▶ _Excerpted records_:
- - - - - - -

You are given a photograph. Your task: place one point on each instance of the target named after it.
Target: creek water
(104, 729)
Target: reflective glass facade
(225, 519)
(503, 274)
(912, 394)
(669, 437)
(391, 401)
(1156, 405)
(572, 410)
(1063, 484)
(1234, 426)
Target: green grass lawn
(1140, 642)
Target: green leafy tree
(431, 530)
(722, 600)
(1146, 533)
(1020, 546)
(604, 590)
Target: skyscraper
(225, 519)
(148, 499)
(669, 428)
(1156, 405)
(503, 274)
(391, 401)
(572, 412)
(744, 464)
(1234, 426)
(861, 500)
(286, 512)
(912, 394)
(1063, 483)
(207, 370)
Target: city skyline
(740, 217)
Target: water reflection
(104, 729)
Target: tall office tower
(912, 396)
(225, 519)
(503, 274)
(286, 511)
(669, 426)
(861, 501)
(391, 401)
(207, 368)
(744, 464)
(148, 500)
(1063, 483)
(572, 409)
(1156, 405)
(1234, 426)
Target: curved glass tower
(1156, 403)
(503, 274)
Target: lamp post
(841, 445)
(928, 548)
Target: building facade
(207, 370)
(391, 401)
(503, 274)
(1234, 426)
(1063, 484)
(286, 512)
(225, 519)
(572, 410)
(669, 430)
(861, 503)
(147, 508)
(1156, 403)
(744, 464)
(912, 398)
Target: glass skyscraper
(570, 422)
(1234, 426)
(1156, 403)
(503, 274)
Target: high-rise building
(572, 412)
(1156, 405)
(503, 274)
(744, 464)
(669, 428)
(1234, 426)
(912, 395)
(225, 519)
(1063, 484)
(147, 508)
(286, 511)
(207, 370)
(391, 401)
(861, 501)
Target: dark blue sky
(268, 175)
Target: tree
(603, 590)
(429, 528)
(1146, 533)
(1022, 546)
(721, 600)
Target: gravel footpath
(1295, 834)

- - - - - - -

Copy out each record, keeping every word as it is.

You are given a photograph. Your task: place one point on each instance of the target named after it.
Target: creek water
(104, 729)
Target: reflective glass facade
(225, 519)
(503, 274)
(912, 394)
(669, 437)
(391, 401)
(1156, 405)
(572, 410)
(1063, 484)
(1234, 426)
Target: green grass lawn
(1140, 642)
Target: green leafy tree
(431, 530)
(722, 600)
(1146, 533)
(1020, 546)
(604, 590)
Target: skyscraper
(225, 519)
(148, 499)
(669, 428)
(1156, 405)
(503, 274)
(391, 401)
(572, 412)
(744, 464)
(1234, 426)
(861, 500)
(286, 512)
(912, 394)
(1063, 483)
(207, 370)
Target: city skyline
(740, 217)
Target: water reflection
(104, 729)
Target: tall office tower
(912, 396)
(225, 519)
(503, 274)
(286, 511)
(669, 426)
(861, 501)
(391, 401)
(207, 368)
(744, 464)
(148, 500)
(1063, 483)
(572, 409)
(1156, 405)
(1234, 426)
Target: curved glass tower
(1156, 403)
(503, 274)
Target: lamp post
(841, 445)
(928, 548)
Target: building facade
(207, 370)
(391, 401)
(503, 274)
(1234, 426)
(1063, 484)
(286, 512)
(225, 519)
(572, 410)
(669, 430)
(861, 503)
(147, 508)
(1156, 403)
(744, 464)
(912, 398)
Target: glass skyscraper
(570, 422)
(1234, 426)
(1156, 403)
(503, 274)
Target: high-rise building
(572, 412)
(1156, 405)
(503, 274)
(744, 464)
(669, 428)
(1234, 426)
(912, 395)
(225, 519)
(1063, 484)
(147, 508)
(286, 511)
(207, 370)
(391, 401)
(861, 501)
Target: dark blue sky
(268, 175)
Target: tree
(603, 590)
(429, 528)
(1146, 533)
(1022, 546)
(721, 600)
Target: gravel footpath
(1295, 834)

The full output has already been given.